▸ **Document text**
• • • •
He was indulgent towards women and poor people, on whom the burden of human society rest. He said, “The faults of women, of children, of the feeble, the indigent, and the ignorant, are the fault of the husbands, the fathers, the masters, the strong, the rich, and the wise.”

He said, moreover, “Teach those who are ignorant as many things as possible; society is culpable, in that it does not afford instruction gratis; it is responsible for the night which it produces. This soul is full of shadow; sin is therein committed. The guilty one is not the person who has committed the sin, but the who has created the shadow.”

It will be perceived that he had a peculiar manner of his own of judging things: I suspect that he obtained it from the Gospel.

Would it be that all of us judged things in a peculiar manner, shaped by the Gospel!

The Bishop gave away almost all of his possessions, retaining only a few valued treasures from his past:

Altogether, [the Bishop’s dwelling, humbly furnished], which was attended to by the two women, was exquisitely clean from top to bottom. This was the sole luxury which the Bishop permitted. He said, “That takes nothing from the poor.”

It must be confessed, however, that he still retained from his former possessions six silver knives and forks and a soup-ladle, which Madame Magloire contemplated every day with delight, as they glistened splendidly upon the coarse linen cloth. And since we are now painting the Bishop of Digne as he was in reality, we must add that he had said more than once, “I find it difficult to renounce eating from silver dishes.”

To this silverware must be added two large candlesticks of massive silver, which he had inherited from a great-aunt. These candlesticks held two wax candles, and usually figured on the Bishop’s chimney-piece. When he had any one to dinner, Madame Magloire lighted the two candles and set the candlesticks on the table.

The Bishop’s affection for eating from his inherited silver dishes underscores the power of his sacrifice that comes a bit later.

Jean Valjean (Hugh Jackman) and the Bishop (Colm Wilkinson) at dinner.
• • • •
▸ **Activity**
Print the entire passage on the Bishop of Digne word for word. Work only from the passage on the Bishop of Digne.

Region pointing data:
• • • •
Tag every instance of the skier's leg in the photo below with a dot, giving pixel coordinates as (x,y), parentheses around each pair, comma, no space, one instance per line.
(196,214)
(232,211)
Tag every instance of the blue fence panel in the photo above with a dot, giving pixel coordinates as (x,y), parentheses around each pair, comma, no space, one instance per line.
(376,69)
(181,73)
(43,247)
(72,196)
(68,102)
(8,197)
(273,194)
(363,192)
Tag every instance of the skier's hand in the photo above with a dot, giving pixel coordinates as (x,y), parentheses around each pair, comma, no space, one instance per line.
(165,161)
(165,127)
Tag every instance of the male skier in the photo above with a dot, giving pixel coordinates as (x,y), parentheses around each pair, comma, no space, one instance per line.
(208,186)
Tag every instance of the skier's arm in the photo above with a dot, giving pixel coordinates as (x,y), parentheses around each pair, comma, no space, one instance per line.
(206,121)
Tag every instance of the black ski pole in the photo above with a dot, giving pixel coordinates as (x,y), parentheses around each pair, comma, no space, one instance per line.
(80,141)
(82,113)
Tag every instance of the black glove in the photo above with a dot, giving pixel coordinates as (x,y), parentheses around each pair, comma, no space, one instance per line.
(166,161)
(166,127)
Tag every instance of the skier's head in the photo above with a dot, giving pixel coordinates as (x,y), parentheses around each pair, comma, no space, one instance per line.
• • • •
▸ **Exercise answer**
He was indulgent towards women and poor people, on whom the burden of human society rest. He said, “The faults of women, of children, of the feeble, the indigent, and the ignorant, are the fault of the husbands, the fathers, the masters, the strong, the rich, and the wise.”

He said, moreover, “Teach those who are ignorant as many things as possible; society is culpable, in that it does not afford instruction gratis; it is responsible for the night which it produces. This soul is full of shadow; sin is therein committed. The guilty one is not the person who has committed the sin, but the who has created the shadow.”

It will be perceived that he had a peculiar manner of his own of judging things: I suspect that he obtained it from the Gospel.

Would it be that all of us judged things in a peculiar manner, shaped by the Gospel!

The Bishop gave away almost all of his possessions, retaining only a few valued treasures from his past:

Altogether, [the Bishop’s dwelling, humbly furnished], which was attended to by the two women, was exquisitely clean from top to bottom. This was the sole luxury which the Bishop permitted. He said, “That takes nothing from the poor.”

It must be confessed, however, that he still retained from his former possessions six silver knives and forks and a soup-ladle, which Madame Magloire contemplated every day with delight, as they glistened splendidly upon the coarse linen cloth. And since we are now painting the Bishop of Digne as he was in reality, we must add that he had said more than once, “I find it difficult to renounce eating from silver dishes.”

To this silverware must be added two large candlesticks of massive silver, which he had inherited from a great-aunt. These candlesticks held two wax candles, and usually figured on the Bishop’s chimney-piece. When he had any one to dinner, Madame Magloire lighted the two candles and set the candlesticks on the table.

The Bishop’s affection for eating from his inherited silver dishes underscores the power of his sacrifice that comes a bit later.

Jean Valjean (Hugh Jackman) and the Bishop (Colm Wilkinson) at dinner.